— WRITTEN EXERCISE —
Present each line of the listing below as a numbered list, omitting any blank lines.

— EXERCISE MATERIAL —
-- Start --

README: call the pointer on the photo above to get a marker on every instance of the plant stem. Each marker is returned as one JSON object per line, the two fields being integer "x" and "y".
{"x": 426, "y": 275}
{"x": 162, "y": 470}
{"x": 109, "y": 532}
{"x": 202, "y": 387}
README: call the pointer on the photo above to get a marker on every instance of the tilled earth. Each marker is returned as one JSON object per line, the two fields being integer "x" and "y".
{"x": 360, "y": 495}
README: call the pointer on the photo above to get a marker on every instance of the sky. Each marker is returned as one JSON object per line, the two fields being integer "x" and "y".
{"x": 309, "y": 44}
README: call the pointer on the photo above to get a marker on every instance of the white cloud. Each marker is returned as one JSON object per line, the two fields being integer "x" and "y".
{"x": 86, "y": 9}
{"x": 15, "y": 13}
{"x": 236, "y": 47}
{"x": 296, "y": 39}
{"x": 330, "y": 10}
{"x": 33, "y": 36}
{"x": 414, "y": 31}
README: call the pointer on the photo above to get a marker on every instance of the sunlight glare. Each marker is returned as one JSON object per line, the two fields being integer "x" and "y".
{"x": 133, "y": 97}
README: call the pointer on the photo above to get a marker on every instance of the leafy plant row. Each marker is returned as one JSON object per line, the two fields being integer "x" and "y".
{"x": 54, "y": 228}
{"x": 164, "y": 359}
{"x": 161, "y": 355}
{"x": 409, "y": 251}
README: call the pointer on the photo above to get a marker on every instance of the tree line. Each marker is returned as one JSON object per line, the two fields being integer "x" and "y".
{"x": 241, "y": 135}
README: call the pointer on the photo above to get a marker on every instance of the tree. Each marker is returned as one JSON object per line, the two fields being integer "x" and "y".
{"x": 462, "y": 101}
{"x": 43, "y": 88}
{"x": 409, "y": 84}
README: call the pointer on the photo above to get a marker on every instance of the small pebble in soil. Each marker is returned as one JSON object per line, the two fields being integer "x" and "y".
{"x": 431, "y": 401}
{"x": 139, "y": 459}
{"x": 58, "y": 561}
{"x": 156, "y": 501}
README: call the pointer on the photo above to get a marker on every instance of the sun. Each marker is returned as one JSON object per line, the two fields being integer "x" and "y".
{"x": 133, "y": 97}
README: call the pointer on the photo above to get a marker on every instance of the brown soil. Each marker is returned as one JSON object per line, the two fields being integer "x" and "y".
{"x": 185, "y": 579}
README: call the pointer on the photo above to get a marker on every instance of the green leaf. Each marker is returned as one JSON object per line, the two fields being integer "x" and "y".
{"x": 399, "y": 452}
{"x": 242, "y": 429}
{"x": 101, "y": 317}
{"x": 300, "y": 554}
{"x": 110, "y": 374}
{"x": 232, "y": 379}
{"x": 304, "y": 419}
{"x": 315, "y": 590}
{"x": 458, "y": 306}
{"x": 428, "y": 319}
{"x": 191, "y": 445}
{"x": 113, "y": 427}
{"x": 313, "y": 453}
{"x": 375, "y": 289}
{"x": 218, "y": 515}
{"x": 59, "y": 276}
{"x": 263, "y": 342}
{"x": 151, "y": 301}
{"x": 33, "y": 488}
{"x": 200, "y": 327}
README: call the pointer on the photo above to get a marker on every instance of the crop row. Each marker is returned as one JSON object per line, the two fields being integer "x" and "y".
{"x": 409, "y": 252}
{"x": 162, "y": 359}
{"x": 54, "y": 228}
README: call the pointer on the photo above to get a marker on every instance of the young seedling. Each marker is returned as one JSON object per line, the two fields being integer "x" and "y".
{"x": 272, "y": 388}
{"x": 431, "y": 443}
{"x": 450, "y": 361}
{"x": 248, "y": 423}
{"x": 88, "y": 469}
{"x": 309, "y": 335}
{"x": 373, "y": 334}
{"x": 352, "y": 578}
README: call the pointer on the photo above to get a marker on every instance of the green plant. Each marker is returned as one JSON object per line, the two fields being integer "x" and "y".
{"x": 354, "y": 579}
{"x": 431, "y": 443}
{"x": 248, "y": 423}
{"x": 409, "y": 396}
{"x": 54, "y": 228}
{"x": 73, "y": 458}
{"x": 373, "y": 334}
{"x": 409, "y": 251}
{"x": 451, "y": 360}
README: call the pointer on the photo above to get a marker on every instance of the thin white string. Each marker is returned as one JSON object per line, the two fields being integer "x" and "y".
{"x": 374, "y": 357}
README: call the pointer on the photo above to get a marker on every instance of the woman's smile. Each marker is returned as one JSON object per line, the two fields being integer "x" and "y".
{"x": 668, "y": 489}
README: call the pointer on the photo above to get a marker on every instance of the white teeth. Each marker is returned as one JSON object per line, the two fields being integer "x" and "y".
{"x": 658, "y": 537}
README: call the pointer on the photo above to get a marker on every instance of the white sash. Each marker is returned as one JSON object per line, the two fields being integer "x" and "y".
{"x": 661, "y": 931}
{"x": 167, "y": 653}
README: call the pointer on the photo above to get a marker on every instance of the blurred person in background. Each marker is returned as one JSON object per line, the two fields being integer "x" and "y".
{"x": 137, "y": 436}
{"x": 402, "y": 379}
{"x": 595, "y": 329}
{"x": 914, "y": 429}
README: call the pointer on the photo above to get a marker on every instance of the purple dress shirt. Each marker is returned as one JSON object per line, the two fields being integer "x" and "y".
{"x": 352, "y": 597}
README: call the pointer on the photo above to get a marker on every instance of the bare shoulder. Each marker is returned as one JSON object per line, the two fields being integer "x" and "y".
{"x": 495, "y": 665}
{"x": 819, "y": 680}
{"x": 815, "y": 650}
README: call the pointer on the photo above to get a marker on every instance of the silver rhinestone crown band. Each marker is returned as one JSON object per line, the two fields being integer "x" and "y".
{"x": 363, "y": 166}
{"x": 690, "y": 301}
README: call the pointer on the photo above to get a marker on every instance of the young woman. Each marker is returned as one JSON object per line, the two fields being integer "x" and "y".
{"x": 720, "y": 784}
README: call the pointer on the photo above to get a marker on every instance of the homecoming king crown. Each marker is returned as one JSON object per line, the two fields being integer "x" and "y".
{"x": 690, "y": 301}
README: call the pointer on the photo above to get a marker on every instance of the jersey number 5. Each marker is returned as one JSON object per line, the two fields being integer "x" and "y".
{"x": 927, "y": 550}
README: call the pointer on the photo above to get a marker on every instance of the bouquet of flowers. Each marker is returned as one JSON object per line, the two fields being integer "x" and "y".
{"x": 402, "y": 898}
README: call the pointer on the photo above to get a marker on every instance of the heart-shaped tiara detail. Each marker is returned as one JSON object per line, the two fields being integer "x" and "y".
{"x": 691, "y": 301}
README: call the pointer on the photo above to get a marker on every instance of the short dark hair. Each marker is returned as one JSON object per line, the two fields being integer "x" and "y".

-- End --

— THE REPLY —
1. README: call the pointer on the photo above to get a marker on every instance of the plant stem. Each marker is returned as one JSON object per line, the two fields being integer "x" and "y".
2. {"x": 426, "y": 275}
3. {"x": 162, "y": 470}
4. {"x": 109, "y": 532}
5. {"x": 202, "y": 387}
6. README: call the pointer on the photo above to get a marker on every instance of the tilled earth. Each marker is returned as one JSON object per line, the two fields being integer "x" and "y".
7. {"x": 360, "y": 495}
8. README: call the pointer on the photo above to get a marker on every instance of the sky. Each marker is returned as one JSON object per line, the two fields being integer "x" and "y".
9. {"x": 309, "y": 44}
10. README: call the pointer on the photo above to get a marker on every instance of the white cloud. Each marker is returned as one JSON object per line, the two fields being integer "x" and "y".
11. {"x": 86, "y": 9}
12. {"x": 15, "y": 13}
13. {"x": 236, "y": 47}
14. {"x": 296, "y": 39}
15. {"x": 330, "y": 10}
16. {"x": 33, "y": 36}
17. {"x": 414, "y": 31}
18. README: call the pointer on the photo above to get a marker on every instance of the sunlight glare. Each marker is returned as one JSON object per line, the two fields being integer "x" and "y".
19. {"x": 133, "y": 97}
20. README: call the pointer on the photo above to get a marker on every instance of the leafy plant row. Each marker is returned as one JSON object per line, the two fields being integer "x" and "y".
21. {"x": 54, "y": 228}
22. {"x": 164, "y": 359}
23. {"x": 161, "y": 355}
24. {"x": 409, "y": 251}
25. README: call the pointer on the photo above to get a marker on every instance of the tree line. Each marker is returned as one JSON object per line, the two fields being integer "x" and "y".
26. {"x": 241, "y": 135}
27. README: call the pointer on the photo above to get a marker on every instance of the tree. Each marker is returned as one JSON object per line, the two fields being integer "x" and "y".
28. {"x": 462, "y": 101}
29. {"x": 43, "y": 88}
30. {"x": 409, "y": 84}
31. README: call the pointer on the photo above to get a marker on every instance of the small pebble in soil. Each marker is returned as one JSON object per line, the two fields being integer "x" and "y".
32. {"x": 431, "y": 401}
33. {"x": 139, "y": 459}
34. {"x": 58, "y": 561}
35. {"x": 156, "y": 501}
36. README: call the pointer on the photo above to get a marker on every instance of the sun. Each marker is returned as one JSON object per line, the two fields being integer "x" and "y".
37. {"x": 133, "y": 97}
38. README: call the pointer on the photo above to get a marker on every instance of the brown soil. Each marker is returned as one JSON object per line, the two fields being integer "x" and "y".
39. {"x": 185, "y": 579}
40. README: call the pointer on the photo above to get a marker on every instance of the green leaf. Each marker is returned as one JSON object per line, the two fields being integer "x" and "y".
41. {"x": 399, "y": 452}
42. {"x": 242, "y": 429}
43. {"x": 101, "y": 317}
44. {"x": 300, "y": 554}
45. {"x": 110, "y": 374}
46. {"x": 232, "y": 379}
47. {"x": 304, "y": 419}
48. {"x": 315, "y": 590}
49. {"x": 458, "y": 306}
50. {"x": 428, "y": 319}
51. {"x": 191, "y": 445}
52. {"x": 113, "y": 427}
53. {"x": 313, "y": 453}
54. {"x": 375, "y": 289}
55. {"x": 218, "y": 515}
56. {"x": 59, "y": 276}
57. {"x": 263, "y": 342}
58. {"x": 151, "y": 301}
59. {"x": 33, "y": 488}
60. {"x": 200, "y": 327}
61. README: call the pointer on the photo above to get a marker on every instance of the crop row. Each marker is returned as one JSON object per line, the two fields being integer "x" and "y".
62. {"x": 409, "y": 252}
63. {"x": 162, "y": 359}
64. {"x": 54, "y": 228}
65. README: call the pointer on the photo above to get a marker on every instance of the young seedling. Each marker is returned as one JSON object per line, the two fields being integer "x" and "y".
66. {"x": 272, "y": 388}
67. {"x": 431, "y": 443}
68. {"x": 450, "y": 361}
69. {"x": 248, "y": 423}
70. {"x": 88, "y": 469}
71. {"x": 309, "y": 335}
72. {"x": 373, "y": 334}
73. {"x": 352, "y": 578}
74. README: call the pointer on the photo above to get a marker on every instance of the green plant. Each marker is returned as one JSON object per line, the two fields being integer "x" and "y".
75. {"x": 354, "y": 579}
76. {"x": 431, "y": 443}
77. {"x": 248, "y": 423}
78. {"x": 409, "y": 396}
79. {"x": 54, "y": 228}
80. {"x": 73, "y": 458}
81. {"x": 373, "y": 334}
82. {"x": 409, "y": 251}
83. {"x": 451, "y": 360}
84. README: call the pointer on the photo above to get a marker on every instance of the thin white string. Each marker is returned as one JSON object per line, the two fields being integer "x" and "y".
85. {"x": 374, "y": 357}
86. README: call the pointer on the photo above to get a marker on every instance of the woman's smile. Each marker is returned as one JSON object per line, the two fields being integer "x" and "y".
87. {"x": 668, "y": 489}
88. README: call the pointer on the photo above to get a marker on every instance of the white teeth. Each marker is returned as one JSON object per line, the two fields being integer "x" and "y".
89. {"x": 658, "y": 537}
90. README: call the pointer on the photo above to get a marker on every instance of the white sash. Each marker is returned as one JSON object per line, the two fields being integer "x" and "y".
91. {"x": 661, "y": 931}
92. {"x": 167, "y": 653}
93. README: call the pointer on the photo above to get a marker on every instance of the blurred person in background. Each marker is returned as one JSON object per line, the two fields being integer "x" and "y".
94. {"x": 137, "y": 436}
95. {"x": 402, "y": 379}
96. {"x": 595, "y": 329}
97. {"x": 914, "y": 429}
98. README: call the pointer on the photo above to get a marker on every instance of the purple dress shirt. Each marker is returned as one JSON object per line, the two fields being integer "x" and "y".
99. {"x": 352, "y": 597}
100. README: call the pointer on the photo above to get a marker on every instance of the bare shoulder. Each marker is returned as one JSON object per line, the two fields being integer "x" and "y".
101. {"x": 495, "y": 665}
102. {"x": 819, "y": 680}
103. {"x": 815, "y": 650}
104. README: call the pointer on the photo above to get a marker on every instance of the silver rhinestone crown band. Each marker is returned as one JSON object per line, the two fields being integer "x" and "y".
105. {"x": 363, "y": 166}
106. {"x": 690, "y": 301}
107. README: call the pointer on the photo above to get a marker on every instance of the young woman. Each marker is returned as one JSON object per line, the two fields being integer "x" and "y".
108. {"x": 720, "y": 784}
109. README: call the pointer on the photo above to get a marker on every instance of the homecoming king crown. Each marker is returned as one JSON object per line, the two fields being integer "x" and "y".
110. {"x": 690, "y": 301}
111. README: call the pointer on the photo above to get a marker on every instance of the jersey number 5. Each marker is returned as one JSON object per line, the two fields being integer "x" and "y".
112. {"x": 927, "y": 550}
113. README: call the pointer on the photo above to get a marker on every instance of the bouquet of flowers. Each marker is returned as one JSON object per line, the two fields being integer "x" and "y".
114. {"x": 402, "y": 898}
115. README: call the pointer on the photo above to get a marker on every instance of the heart-shaped tiara detail. Each marker is returned as one JSON object per line, the two fields being integer "x" and "y".
116. {"x": 691, "y": 301}
117. README: call the pointer on the photo above to get a marker on every instance of the short dark hair. Each marker is returned as one JSON object per line, the two fields being integer "x" and "y".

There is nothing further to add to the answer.